What is required ▸ Reproduce word for word the stretch of the figure caption from "Mechanical unfolding reveals" through "constant velocity SMD.".

Given passage ▸
Mechanical unfolding reveals stable 3-helix intermediates in talin and α-catenin
Fig 2
Unfolding force profiles of the studied protein constructs in constant velocity SMD.
(a) Unfolding forces for 5-helix talin rod R9 and R11 have similar profiles and show two peaks, which correspond to breaking of 5-helix and 3-helix state respectively. (b) R9 constructs with disulphide clamps have similar force profiles to wild-type R9, but unfolding of 3-helix state was blocked. Tandem constructs for (c & d) R9 and (f) α-catenin (MI-MII) were unfolded through 3-helix state for both monomers simultaneously. (c) R9 (wt)–R9 (wt) tandem showed four peaks, corresponding to breaking of the 5h & 5h→3h (peak I), 5h→3h & 3h (peak II), 3h & 3h→0h (peak III), and 3h→0h & 0h (peak IV) respectively. (d) Tandems with the clamped 3-helix state in one monomer showed three peaks, lacking the peak for unfolding of the clamped 3-helix state. (e) Unfolding force for 4-helix R3 bundle has one peak that corresponds to collapsing of 3-helix state. (f) 4-helix α-catenin showed one peak for breaking the 3-helix state in each domain. Cysteine residues in (d) R9 tandems, that form disulphide clamps shown as magenta spheres. Structure snapshots correspond to force peaks highlighted with red dots.

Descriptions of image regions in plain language
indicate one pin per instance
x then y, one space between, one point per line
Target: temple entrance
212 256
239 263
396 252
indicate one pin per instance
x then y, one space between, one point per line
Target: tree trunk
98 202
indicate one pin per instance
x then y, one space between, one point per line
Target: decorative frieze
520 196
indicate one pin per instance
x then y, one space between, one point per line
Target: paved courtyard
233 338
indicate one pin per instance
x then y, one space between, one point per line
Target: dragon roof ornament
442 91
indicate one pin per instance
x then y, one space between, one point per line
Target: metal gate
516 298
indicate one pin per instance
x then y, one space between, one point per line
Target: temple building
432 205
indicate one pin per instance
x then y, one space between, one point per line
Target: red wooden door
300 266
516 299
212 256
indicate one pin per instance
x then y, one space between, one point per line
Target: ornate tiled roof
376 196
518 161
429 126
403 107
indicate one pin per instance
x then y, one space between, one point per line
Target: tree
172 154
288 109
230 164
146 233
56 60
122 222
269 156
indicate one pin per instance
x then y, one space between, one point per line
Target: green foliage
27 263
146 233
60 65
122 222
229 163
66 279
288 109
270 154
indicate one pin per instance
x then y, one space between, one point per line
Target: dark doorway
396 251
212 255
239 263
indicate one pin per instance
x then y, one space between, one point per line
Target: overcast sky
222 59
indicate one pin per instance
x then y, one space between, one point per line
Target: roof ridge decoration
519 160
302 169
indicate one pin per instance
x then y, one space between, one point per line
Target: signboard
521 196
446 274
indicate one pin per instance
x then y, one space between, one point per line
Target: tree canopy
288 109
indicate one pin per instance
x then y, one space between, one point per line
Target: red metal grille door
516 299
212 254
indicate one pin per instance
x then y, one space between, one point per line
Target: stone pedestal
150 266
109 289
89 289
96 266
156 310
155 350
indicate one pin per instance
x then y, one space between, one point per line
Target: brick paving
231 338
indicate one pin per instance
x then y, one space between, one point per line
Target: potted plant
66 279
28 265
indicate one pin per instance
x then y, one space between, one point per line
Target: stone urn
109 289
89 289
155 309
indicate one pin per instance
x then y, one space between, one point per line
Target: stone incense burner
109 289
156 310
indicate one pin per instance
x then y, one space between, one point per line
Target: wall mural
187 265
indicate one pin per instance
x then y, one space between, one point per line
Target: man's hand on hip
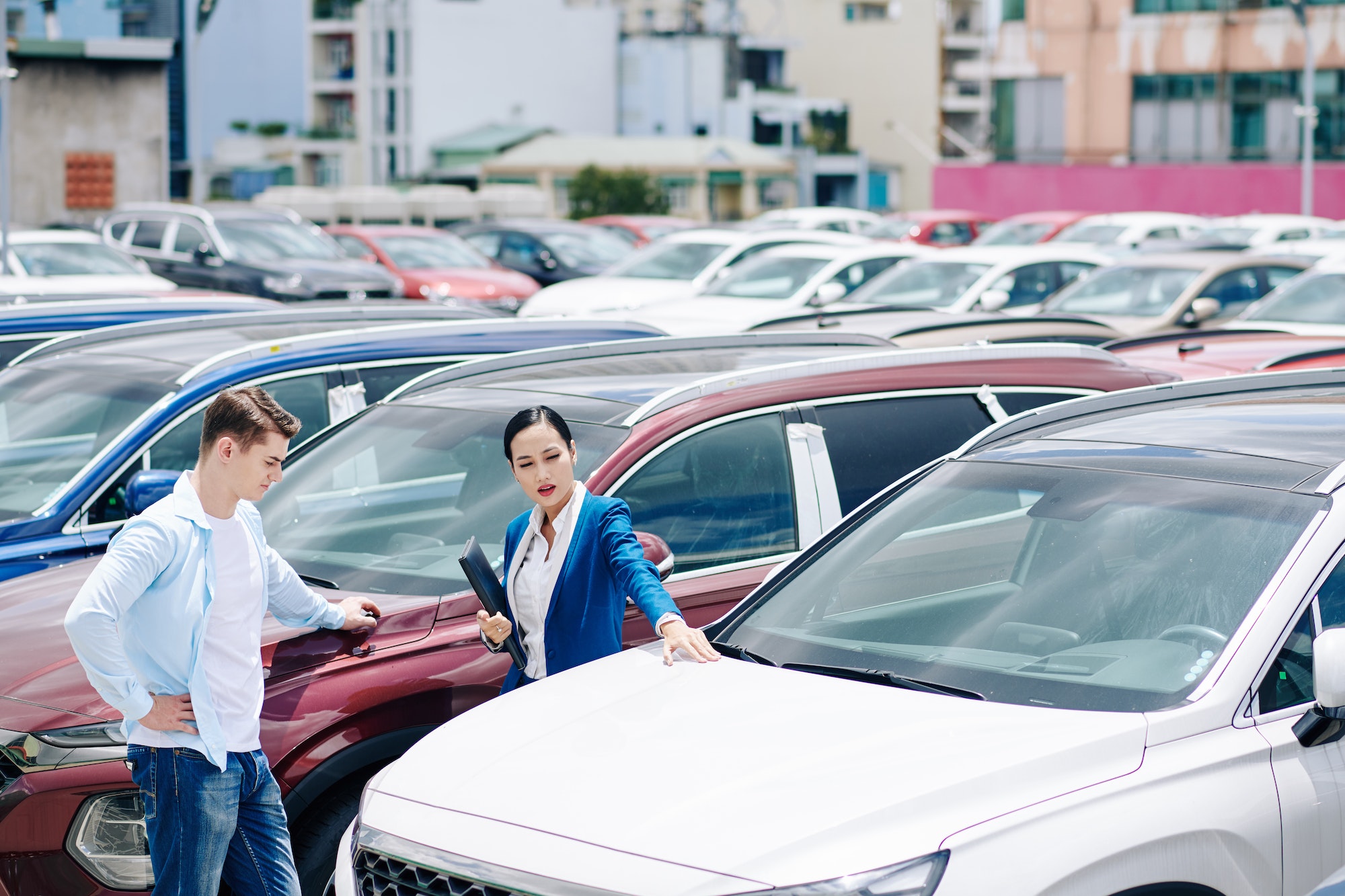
170 713
361 612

Output of the task ▸
Mechanical unfolding reveals stable 3-helix intermediates in talin and α-catenin
Fig 2
Unfolding force profiles of the studied protein constructs in constant velocity SMD.